Material for the task →

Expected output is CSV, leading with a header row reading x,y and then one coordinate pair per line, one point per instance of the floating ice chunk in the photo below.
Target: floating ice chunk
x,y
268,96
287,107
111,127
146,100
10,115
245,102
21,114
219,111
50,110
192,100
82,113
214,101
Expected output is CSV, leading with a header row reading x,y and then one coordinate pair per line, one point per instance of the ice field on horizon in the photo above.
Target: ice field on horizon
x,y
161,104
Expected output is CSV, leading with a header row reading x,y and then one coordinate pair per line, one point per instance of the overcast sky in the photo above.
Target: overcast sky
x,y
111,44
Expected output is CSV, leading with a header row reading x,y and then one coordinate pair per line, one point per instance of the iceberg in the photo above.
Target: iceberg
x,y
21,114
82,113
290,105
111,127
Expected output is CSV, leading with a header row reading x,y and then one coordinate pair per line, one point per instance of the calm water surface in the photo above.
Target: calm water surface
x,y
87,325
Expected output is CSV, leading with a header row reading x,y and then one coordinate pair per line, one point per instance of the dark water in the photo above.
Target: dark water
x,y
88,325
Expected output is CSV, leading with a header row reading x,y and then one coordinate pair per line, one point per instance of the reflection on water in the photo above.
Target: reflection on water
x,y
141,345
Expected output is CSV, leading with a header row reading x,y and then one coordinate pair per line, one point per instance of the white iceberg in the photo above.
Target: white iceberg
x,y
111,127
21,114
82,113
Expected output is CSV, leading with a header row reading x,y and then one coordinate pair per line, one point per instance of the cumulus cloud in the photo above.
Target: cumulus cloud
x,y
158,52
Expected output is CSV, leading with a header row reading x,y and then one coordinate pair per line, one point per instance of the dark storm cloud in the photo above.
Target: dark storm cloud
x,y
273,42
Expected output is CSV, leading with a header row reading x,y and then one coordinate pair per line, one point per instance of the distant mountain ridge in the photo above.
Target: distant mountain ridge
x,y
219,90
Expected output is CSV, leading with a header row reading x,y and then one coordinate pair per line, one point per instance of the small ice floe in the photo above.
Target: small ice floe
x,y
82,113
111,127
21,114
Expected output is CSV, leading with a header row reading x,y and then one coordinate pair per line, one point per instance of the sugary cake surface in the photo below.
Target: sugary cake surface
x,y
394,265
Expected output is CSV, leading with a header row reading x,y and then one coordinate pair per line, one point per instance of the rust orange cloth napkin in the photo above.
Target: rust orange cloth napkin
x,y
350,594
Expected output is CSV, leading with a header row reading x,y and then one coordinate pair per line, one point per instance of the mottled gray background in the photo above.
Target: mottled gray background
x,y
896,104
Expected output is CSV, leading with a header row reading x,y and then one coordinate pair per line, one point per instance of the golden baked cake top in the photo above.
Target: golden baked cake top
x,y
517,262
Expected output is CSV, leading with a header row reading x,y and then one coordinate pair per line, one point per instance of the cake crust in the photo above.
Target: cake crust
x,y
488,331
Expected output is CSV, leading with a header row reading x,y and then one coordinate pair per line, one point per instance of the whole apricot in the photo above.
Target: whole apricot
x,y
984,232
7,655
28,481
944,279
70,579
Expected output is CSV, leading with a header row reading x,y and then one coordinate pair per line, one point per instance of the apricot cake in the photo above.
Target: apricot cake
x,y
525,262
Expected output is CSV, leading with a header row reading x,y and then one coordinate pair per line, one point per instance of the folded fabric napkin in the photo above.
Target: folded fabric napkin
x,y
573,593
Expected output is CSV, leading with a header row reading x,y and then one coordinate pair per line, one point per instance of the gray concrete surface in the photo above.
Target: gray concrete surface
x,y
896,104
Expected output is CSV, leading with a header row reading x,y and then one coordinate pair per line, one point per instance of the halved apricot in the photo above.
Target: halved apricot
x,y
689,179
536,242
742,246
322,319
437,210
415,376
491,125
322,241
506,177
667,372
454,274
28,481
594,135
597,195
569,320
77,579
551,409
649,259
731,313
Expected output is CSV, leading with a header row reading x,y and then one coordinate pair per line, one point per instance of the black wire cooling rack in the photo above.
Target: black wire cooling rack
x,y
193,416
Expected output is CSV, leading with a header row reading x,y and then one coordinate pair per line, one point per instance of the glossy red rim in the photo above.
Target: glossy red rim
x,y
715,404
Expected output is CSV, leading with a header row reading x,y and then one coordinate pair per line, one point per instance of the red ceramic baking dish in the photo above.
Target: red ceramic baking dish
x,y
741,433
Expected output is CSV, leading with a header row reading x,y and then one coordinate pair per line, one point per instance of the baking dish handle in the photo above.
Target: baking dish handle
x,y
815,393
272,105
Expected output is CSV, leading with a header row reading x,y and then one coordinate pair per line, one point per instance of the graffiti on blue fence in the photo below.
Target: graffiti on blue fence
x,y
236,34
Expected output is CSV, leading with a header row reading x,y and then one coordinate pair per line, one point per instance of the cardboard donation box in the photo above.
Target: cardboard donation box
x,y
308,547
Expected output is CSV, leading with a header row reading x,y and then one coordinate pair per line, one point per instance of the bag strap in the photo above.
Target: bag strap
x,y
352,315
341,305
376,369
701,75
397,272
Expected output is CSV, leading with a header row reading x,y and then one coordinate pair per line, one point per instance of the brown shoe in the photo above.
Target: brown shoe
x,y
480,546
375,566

---

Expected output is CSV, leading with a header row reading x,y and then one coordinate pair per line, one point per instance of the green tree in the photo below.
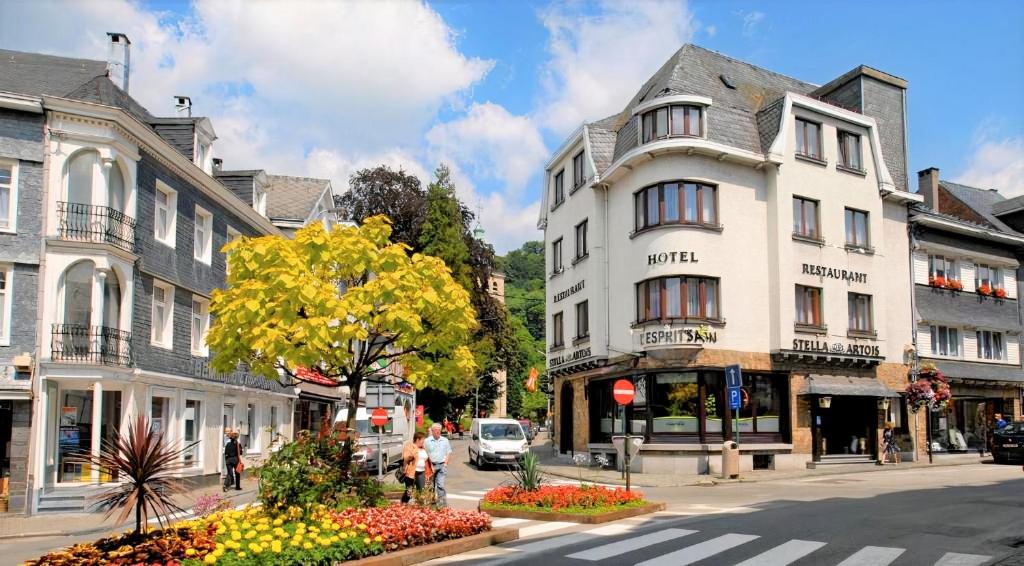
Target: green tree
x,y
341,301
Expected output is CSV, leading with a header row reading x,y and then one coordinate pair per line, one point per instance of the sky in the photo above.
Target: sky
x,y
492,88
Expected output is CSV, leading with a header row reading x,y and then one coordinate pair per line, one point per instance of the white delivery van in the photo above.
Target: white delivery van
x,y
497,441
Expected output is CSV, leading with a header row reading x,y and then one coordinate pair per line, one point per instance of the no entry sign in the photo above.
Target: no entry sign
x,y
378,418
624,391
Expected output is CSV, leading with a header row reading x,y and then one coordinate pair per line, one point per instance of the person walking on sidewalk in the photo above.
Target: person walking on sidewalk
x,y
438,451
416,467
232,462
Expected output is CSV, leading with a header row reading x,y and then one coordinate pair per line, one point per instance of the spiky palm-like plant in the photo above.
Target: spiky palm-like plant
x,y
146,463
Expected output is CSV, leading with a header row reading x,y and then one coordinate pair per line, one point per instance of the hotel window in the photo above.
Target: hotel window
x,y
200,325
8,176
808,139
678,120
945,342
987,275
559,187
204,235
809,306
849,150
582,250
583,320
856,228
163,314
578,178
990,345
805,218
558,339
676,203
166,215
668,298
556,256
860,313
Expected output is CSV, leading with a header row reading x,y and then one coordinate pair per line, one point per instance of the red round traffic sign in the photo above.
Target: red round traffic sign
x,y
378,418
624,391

Assigned task → All lines that contain the word "below" should be copied from the listing.

Finished task →
Expected output is CSV, leading with a header row reading x,y and then one coordinate pair per line, one point per instance of the floating ice chunk in the photo below.
Expected output is CSV, leading with a header row reading x,y and then one coordinate pair per line, one point per instance of the sugary cake surface in the photo below.
Expected output is CSV, leading with a header row reading x,y and then one coordinate pair per line, one point per instance of the graffiti on blue fence in the photo below.
Expected output is CSV, leading with a header row reading x,y and then one coordinate pair per line, one point per instance of the green tree in the photo below.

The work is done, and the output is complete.